»»
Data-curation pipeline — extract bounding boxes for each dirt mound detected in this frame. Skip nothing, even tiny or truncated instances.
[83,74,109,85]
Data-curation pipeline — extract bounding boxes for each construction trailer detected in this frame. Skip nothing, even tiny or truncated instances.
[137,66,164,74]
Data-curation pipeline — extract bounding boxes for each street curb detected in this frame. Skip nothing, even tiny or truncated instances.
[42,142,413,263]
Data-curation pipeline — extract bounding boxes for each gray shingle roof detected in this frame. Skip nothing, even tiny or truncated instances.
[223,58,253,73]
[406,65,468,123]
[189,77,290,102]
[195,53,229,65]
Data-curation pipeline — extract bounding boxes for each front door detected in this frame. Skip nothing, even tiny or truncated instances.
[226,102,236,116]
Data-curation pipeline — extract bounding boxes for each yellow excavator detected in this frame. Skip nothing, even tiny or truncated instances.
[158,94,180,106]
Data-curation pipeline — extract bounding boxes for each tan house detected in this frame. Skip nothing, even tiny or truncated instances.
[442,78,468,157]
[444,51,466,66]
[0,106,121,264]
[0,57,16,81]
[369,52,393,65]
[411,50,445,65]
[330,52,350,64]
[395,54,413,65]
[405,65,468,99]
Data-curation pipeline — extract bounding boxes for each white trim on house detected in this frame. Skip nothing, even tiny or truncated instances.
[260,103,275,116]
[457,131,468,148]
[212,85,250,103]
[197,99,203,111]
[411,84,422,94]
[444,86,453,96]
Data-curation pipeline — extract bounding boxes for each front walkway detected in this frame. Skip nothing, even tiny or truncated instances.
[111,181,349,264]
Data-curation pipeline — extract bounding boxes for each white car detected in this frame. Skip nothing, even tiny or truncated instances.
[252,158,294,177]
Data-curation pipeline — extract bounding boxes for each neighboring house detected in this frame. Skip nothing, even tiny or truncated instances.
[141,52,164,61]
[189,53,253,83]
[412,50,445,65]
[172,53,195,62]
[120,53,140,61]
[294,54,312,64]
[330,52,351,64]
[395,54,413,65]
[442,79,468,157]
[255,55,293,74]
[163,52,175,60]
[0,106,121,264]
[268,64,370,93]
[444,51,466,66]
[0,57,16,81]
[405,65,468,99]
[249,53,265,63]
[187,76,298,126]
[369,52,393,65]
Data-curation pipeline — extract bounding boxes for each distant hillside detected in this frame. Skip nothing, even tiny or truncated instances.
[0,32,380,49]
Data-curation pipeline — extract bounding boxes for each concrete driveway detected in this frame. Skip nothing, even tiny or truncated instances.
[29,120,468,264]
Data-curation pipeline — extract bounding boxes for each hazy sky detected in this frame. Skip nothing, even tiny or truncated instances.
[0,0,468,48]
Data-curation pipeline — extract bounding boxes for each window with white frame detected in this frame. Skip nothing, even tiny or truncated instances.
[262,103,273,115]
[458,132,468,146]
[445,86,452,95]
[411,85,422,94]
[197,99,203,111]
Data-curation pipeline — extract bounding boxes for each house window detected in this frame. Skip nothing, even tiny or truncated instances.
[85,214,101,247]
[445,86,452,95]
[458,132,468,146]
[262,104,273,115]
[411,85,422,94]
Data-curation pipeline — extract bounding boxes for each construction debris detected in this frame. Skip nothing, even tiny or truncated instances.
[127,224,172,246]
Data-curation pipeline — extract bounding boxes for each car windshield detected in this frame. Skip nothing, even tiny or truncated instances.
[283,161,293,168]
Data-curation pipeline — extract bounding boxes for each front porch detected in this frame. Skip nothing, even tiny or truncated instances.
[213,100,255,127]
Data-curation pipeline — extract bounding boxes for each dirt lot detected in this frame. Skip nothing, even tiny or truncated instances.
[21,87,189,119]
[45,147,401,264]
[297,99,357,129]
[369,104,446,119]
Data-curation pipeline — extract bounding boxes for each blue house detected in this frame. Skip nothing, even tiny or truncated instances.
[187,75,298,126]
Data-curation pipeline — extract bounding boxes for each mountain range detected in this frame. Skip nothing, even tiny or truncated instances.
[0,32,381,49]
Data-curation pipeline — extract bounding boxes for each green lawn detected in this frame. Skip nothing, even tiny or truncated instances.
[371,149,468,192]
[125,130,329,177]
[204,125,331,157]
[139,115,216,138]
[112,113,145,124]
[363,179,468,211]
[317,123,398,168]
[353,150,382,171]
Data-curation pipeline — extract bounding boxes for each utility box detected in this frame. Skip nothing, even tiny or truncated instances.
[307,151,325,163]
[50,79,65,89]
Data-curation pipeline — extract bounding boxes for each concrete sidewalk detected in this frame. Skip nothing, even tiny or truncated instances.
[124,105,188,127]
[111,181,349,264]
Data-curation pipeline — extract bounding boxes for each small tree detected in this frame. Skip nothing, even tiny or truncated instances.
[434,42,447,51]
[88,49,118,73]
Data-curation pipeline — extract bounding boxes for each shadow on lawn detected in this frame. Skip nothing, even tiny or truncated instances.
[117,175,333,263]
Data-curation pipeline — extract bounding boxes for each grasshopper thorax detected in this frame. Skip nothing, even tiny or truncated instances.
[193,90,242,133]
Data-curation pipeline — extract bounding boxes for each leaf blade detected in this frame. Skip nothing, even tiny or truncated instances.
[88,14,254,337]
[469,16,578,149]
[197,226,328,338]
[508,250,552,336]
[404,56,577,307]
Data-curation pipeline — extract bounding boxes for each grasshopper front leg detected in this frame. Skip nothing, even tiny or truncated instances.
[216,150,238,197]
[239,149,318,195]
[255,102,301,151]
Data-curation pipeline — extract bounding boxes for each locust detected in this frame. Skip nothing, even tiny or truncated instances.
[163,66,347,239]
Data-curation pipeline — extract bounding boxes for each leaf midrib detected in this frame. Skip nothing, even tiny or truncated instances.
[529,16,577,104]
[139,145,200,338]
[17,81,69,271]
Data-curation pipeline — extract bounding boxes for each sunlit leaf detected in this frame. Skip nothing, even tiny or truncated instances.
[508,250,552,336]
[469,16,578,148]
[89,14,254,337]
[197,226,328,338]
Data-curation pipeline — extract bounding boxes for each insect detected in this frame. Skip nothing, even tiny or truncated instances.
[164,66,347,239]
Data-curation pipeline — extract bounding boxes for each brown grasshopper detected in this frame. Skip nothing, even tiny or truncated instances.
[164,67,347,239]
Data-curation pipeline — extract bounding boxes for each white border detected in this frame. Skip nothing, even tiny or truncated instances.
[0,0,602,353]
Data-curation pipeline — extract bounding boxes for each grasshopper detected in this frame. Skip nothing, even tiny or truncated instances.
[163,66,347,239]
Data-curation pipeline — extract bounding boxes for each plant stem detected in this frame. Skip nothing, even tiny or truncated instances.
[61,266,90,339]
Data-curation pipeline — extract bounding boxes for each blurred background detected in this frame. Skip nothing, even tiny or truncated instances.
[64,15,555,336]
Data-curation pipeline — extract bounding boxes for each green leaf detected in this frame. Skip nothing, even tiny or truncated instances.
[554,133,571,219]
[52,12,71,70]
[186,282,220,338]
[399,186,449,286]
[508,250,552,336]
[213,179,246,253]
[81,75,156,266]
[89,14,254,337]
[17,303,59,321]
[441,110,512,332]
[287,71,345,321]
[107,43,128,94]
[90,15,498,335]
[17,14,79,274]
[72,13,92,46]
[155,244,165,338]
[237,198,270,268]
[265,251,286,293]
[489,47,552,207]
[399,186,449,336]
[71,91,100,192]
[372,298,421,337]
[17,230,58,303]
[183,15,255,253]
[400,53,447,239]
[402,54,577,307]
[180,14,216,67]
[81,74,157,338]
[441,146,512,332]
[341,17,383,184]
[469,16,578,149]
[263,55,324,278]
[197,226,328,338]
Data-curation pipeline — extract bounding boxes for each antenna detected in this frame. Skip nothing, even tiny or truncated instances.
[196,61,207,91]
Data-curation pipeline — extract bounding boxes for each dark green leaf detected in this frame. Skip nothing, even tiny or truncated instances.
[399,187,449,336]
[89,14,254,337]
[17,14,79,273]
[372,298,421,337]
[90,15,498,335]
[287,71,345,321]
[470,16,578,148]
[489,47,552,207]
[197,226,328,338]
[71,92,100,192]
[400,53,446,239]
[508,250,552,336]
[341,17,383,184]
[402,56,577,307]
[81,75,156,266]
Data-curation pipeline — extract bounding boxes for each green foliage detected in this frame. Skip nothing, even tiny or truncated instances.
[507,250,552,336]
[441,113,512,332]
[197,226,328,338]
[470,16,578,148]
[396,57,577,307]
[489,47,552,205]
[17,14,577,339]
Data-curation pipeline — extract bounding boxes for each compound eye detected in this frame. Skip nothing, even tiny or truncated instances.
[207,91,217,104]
««
操作说明
从含有“Data-curation pipeline — extract bounding boxes for each small”的那一行开始，到含有“[193,90,242,133]”的那一行为止，把这些行全部重新写出，首尾两行都算在内。答案中的每个边界框坐标值都要加上 -149。

已完成任务
Data-curation pipeline — extract bounding boxes for each small tree detected in this frame. Skip nothing, even tiny or truncated instances.
[285,-107,298,-98]
[-61,-100,-31,-76]
Data-curation pipeline — extract bounding boxes for each shadow on lawn detected in this frame. Skip nothing, even tiny or truncated instances.
[-32,26,184,114]
Data-curation pipeline — extract bounding boxes for each grasshopper thorax detected in this frame. Skip nothing, even tiny or truncated instances.
[44,-59,93,-16]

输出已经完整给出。